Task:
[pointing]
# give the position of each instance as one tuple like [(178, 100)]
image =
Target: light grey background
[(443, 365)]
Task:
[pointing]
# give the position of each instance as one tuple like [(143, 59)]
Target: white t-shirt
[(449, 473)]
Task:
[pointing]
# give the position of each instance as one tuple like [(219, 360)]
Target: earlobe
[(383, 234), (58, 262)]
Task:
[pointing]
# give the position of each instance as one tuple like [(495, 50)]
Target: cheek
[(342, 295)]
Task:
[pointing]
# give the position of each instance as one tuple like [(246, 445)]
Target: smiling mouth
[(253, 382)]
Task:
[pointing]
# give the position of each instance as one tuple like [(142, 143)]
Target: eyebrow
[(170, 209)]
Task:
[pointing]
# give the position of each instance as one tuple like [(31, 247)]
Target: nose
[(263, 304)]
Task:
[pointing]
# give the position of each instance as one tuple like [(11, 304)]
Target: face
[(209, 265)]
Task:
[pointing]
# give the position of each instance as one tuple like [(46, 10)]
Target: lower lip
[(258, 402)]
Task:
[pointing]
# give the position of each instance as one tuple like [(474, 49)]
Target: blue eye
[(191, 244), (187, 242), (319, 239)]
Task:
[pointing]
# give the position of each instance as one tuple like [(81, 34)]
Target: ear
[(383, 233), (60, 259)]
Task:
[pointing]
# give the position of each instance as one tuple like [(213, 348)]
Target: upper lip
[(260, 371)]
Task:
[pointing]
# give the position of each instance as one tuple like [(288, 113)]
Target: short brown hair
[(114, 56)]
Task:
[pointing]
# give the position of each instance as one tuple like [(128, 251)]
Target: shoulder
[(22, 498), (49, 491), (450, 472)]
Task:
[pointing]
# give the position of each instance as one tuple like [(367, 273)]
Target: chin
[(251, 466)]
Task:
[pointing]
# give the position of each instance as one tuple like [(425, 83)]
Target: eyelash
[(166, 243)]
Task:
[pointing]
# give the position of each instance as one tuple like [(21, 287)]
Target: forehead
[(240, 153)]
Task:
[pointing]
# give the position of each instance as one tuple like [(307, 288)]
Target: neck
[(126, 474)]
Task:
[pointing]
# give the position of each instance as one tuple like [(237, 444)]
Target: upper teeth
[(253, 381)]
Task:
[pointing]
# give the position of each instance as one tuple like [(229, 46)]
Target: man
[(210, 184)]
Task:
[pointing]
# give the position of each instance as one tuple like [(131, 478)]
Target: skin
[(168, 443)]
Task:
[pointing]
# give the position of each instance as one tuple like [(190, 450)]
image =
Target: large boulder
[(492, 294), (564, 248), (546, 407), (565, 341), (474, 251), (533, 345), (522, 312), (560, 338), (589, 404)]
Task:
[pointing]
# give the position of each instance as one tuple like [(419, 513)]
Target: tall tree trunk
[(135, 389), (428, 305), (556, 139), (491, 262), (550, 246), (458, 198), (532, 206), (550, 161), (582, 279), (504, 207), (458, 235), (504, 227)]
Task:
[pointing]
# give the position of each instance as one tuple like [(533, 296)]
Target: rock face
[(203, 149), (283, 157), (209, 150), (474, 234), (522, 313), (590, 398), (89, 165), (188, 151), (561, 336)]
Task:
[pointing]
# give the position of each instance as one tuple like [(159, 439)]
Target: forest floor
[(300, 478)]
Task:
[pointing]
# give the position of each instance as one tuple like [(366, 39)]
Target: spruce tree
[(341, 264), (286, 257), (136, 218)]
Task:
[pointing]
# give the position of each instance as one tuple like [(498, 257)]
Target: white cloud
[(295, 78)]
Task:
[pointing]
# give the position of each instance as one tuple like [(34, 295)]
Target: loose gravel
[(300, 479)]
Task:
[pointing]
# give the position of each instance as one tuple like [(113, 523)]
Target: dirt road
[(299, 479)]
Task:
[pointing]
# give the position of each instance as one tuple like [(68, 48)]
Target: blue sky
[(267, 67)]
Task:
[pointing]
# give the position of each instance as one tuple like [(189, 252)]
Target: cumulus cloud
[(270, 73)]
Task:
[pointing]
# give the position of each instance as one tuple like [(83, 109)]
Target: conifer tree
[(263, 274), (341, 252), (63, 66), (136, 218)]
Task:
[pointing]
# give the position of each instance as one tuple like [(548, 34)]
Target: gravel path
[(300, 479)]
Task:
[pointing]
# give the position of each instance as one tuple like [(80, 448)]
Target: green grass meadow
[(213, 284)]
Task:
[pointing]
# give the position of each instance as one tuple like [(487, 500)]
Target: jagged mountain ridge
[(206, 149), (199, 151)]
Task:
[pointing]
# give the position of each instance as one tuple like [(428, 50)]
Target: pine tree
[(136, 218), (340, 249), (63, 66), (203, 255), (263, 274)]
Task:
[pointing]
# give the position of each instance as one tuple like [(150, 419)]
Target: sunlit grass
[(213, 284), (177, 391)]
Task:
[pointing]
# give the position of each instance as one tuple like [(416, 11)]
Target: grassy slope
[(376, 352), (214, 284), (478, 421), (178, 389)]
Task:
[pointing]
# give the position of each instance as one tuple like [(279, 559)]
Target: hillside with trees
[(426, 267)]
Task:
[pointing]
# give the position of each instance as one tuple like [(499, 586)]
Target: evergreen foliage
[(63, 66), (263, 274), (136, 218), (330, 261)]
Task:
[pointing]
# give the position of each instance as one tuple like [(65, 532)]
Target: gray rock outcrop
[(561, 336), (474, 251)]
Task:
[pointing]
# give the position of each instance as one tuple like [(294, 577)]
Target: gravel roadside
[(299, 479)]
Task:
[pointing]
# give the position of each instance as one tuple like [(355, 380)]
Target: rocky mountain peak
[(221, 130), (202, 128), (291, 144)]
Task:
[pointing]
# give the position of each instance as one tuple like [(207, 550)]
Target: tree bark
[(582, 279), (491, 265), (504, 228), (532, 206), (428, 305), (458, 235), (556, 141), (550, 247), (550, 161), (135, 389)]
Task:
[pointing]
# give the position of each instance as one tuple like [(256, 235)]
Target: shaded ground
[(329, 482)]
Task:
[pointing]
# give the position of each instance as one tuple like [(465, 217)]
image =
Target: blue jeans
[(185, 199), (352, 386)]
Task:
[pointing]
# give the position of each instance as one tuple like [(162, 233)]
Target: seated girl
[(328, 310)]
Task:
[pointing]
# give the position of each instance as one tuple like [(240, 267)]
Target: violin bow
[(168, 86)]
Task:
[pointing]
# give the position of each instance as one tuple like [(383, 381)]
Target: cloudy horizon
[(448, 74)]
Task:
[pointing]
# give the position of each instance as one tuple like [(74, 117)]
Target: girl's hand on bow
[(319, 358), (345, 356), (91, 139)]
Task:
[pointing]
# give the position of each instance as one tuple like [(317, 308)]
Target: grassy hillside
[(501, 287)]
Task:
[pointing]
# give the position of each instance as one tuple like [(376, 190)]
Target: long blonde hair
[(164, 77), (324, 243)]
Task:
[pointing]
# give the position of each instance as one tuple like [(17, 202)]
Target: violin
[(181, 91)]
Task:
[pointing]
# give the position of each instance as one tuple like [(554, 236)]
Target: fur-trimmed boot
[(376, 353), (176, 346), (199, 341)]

________

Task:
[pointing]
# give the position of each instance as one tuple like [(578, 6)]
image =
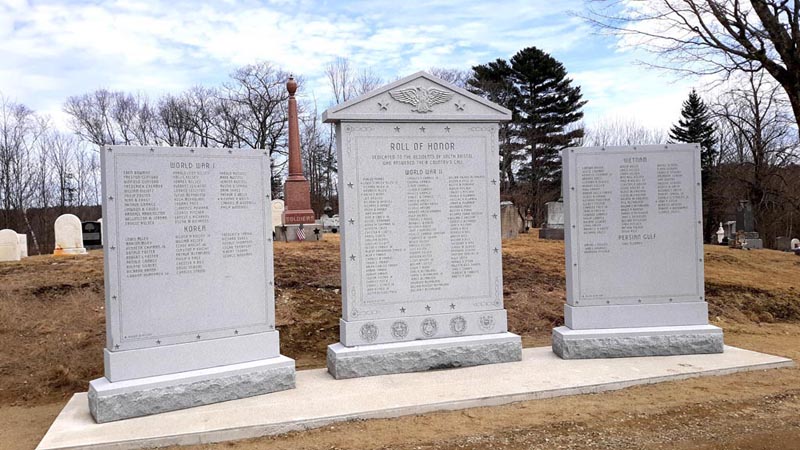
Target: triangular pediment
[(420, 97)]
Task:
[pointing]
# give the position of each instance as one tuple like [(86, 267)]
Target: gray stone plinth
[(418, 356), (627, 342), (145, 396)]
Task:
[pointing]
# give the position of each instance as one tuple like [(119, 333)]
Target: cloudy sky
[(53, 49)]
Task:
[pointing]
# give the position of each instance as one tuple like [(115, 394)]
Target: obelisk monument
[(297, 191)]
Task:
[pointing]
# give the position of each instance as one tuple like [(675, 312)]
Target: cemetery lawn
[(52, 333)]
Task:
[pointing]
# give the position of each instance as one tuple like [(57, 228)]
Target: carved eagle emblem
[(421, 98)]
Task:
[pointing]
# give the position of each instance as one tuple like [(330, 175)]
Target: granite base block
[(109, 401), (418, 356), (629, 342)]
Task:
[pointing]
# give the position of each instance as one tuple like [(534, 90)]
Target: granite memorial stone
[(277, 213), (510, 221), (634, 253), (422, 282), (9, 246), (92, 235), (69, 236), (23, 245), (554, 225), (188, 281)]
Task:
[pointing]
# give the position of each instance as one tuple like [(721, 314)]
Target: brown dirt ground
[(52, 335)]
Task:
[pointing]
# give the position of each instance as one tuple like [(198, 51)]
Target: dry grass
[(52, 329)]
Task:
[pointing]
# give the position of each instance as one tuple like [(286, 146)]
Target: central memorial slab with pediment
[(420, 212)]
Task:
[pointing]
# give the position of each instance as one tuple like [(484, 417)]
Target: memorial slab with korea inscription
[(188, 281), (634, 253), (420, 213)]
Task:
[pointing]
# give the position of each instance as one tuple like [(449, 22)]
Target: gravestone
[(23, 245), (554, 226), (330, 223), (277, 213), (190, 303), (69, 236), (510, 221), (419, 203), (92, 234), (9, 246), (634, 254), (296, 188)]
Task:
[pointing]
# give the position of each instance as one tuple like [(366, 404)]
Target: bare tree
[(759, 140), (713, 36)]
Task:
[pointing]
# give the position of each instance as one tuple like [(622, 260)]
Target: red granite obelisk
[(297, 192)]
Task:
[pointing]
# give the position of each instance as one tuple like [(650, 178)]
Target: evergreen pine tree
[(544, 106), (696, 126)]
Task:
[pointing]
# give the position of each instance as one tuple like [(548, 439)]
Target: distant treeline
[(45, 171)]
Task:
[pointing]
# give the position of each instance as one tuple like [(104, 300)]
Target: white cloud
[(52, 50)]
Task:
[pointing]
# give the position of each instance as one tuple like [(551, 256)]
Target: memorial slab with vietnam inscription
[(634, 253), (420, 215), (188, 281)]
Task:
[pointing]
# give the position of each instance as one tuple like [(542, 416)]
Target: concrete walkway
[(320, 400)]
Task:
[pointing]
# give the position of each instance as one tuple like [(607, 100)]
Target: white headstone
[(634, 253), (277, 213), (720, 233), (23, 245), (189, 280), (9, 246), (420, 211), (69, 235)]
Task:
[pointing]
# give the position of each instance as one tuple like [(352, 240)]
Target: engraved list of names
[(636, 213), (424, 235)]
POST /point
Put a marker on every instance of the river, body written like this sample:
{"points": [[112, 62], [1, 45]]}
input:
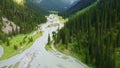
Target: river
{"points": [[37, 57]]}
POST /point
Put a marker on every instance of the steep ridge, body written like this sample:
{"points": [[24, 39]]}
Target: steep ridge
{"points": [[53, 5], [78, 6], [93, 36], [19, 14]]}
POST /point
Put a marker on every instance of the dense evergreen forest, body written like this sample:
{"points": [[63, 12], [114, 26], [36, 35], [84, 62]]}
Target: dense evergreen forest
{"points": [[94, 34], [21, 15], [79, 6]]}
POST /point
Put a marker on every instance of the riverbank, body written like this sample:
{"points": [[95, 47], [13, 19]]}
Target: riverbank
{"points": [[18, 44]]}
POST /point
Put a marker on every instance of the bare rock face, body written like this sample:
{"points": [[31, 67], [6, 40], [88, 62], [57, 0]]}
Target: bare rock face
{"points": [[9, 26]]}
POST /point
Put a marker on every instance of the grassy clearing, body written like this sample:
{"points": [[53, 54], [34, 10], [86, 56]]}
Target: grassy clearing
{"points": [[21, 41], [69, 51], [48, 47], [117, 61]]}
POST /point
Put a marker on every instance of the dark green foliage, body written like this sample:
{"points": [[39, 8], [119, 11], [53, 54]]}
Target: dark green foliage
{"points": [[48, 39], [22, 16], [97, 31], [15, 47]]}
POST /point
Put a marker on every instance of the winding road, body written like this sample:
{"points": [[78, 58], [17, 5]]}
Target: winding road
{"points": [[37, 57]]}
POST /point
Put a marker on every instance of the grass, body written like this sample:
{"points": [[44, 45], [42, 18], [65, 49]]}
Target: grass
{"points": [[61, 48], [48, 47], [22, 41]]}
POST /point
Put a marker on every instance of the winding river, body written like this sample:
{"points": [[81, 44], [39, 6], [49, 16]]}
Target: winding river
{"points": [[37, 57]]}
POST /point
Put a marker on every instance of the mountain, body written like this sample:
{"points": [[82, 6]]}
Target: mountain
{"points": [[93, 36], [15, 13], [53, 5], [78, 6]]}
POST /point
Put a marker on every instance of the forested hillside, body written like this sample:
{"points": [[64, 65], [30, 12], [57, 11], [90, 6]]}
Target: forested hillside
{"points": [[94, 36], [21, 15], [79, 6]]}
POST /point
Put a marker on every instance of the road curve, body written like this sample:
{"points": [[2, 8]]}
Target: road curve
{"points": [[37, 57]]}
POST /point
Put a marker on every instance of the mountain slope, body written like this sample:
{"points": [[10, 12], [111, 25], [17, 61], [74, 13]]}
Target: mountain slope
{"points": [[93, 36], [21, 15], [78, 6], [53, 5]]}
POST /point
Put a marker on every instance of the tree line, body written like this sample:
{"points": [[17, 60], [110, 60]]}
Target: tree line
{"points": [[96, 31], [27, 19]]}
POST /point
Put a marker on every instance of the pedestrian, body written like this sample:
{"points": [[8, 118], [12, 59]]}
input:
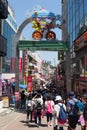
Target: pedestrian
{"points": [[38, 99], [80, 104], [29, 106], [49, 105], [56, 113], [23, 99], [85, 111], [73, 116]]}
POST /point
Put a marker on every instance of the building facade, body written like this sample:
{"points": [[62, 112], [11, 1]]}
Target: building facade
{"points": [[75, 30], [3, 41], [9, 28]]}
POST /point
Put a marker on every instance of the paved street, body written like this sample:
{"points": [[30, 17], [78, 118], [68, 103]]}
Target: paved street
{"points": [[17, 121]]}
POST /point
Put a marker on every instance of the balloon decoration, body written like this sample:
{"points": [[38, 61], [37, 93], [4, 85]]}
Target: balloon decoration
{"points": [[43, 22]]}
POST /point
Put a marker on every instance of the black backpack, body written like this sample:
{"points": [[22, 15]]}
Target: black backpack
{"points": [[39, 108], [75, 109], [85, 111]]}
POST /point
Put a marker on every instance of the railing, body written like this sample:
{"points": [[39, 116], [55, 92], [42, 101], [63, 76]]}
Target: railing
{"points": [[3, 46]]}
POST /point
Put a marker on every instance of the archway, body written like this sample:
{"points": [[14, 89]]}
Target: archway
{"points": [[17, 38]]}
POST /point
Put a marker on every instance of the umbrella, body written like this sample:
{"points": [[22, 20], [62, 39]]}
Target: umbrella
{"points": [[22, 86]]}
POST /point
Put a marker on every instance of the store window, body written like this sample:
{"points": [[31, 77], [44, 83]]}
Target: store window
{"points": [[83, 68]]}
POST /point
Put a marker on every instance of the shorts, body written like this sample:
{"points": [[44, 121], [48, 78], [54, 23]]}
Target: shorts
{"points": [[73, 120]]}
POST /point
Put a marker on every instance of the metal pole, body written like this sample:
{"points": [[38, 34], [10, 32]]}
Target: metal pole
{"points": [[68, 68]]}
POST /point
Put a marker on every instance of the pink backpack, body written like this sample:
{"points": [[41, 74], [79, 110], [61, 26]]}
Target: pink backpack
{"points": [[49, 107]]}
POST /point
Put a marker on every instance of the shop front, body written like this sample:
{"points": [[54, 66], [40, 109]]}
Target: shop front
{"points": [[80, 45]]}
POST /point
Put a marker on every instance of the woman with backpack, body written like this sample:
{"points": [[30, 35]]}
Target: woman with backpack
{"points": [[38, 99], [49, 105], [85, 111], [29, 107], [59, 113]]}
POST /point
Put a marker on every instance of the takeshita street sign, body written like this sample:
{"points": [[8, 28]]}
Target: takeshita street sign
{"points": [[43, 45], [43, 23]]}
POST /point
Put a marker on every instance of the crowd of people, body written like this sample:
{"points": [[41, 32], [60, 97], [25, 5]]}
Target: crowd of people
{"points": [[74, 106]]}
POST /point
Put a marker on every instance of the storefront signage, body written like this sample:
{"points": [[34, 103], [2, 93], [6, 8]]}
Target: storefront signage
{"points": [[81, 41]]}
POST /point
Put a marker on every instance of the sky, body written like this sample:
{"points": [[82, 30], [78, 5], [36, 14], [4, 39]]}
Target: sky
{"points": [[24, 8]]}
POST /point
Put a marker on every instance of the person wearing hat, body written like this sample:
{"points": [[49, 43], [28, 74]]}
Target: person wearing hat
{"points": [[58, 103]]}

________

Reproduce the lines above beginning at the line that contains "Put a marker on every instance of the pedestrian, body" and ending at the line that contains "Put a marker on every instance of the railing, body". No pictures.

Put a marker on every instance of the pedestrian, body written like this sample:
{"points": [[8, 118], [12, 59]]}
input:
Target: pedestrian
{"points": [[38, 99], [80, 104], [29, 106], [49, 105], [56, 113], [23, 99], [85, 111], [73, 116]]}
POST /point
Put a marker on every instance of the building facade, body written like this sample:
{"points": [[62, 112], [11, 1]]}
Target: building facade
{"points": [[75, 30], [3, 41], [9, 28]]}
POST /point
Put a marker on every instance of the paved street, body written like this sample:
{"points": [[30, 17], [78, 118], [68, 103]]}
Target: paved street
{"points": [[17, 121]]}
POST /point
Put a marker on every instance of the balloon decoration, body written like this sample:
{"points": [[38, 61], [37, 93], [4, 85]]}
Target: balloon decoration
{"points": [[43, 22]]}
POST /point
Put a marker on every instance of the black backpack, body written like this sample:
{"points": [[22, 15]]}
Target: black backpack
{"points": [[39, 108], [75, 109], [85, 111]]}
POST /point
Put a marker on every instance of the railing, body written like this sample:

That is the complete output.